Task details:
Show every line of the data below that includes the word "green".

Listed entries:

============================================================

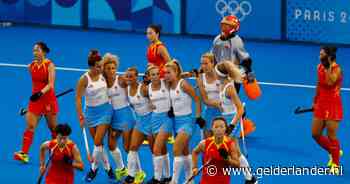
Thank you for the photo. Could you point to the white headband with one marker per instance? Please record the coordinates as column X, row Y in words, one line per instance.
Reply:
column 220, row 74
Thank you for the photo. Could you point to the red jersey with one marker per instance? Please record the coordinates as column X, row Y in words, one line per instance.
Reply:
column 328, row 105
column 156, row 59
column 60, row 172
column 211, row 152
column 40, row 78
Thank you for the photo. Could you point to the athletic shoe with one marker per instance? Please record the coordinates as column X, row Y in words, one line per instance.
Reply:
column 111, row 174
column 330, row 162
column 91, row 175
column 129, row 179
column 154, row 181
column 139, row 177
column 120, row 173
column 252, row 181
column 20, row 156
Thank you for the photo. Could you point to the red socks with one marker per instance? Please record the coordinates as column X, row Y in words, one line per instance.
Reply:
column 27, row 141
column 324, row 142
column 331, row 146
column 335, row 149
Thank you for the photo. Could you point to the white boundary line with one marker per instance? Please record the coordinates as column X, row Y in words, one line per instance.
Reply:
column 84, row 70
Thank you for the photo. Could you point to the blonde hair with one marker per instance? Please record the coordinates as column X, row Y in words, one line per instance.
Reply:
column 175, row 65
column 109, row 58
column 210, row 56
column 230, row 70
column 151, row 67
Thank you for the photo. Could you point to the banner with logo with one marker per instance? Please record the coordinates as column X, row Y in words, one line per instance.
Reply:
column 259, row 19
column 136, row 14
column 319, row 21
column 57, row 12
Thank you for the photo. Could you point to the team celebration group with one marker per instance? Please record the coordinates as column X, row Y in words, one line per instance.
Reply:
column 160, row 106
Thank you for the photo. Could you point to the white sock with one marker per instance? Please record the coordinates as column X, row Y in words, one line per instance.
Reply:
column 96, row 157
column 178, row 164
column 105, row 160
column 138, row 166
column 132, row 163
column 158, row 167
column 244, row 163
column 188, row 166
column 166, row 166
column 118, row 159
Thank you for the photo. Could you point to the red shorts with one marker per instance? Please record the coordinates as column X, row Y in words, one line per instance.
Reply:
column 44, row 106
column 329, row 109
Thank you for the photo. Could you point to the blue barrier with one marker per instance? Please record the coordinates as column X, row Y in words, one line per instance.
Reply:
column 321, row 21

============================================================

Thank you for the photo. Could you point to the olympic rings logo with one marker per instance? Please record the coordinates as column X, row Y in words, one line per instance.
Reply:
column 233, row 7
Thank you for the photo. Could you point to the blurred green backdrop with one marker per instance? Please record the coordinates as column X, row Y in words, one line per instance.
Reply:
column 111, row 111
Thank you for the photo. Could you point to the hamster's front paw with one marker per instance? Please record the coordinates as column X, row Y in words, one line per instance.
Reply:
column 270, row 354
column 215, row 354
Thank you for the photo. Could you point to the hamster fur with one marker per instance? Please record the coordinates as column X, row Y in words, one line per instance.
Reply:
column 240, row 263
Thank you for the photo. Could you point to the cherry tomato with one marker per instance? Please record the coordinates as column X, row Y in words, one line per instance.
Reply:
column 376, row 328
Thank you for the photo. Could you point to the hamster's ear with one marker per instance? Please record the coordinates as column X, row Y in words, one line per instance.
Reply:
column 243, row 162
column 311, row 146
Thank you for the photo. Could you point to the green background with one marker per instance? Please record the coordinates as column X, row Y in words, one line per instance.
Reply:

============================================================

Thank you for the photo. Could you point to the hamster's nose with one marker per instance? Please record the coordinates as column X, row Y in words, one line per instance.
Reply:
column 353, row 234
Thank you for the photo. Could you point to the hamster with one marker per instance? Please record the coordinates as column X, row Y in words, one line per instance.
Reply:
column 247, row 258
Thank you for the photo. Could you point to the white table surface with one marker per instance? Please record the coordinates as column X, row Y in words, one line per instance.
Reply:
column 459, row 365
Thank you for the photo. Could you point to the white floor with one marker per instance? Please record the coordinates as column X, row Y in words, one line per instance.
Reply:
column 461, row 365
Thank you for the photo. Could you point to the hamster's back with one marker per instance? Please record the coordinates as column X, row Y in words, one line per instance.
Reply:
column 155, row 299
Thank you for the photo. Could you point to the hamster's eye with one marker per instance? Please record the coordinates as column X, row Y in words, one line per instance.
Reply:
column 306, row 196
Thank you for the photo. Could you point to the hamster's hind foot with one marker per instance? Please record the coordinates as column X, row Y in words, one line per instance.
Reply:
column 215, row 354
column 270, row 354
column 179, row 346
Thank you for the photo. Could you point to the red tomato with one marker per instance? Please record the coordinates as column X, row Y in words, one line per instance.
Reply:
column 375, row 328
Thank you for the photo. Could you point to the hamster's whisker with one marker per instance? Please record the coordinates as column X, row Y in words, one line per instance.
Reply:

============================================================

Task result:
Thank you for the photo. Could you point to the blurred green backdrop with one marker per instance? Please record the coordinates as column X, row Y in words, one line per instance.
Thank you for the photo. Could you point to the green background with one marker per instance? Please record the coordinates as column X, row Y in words, one line per instance.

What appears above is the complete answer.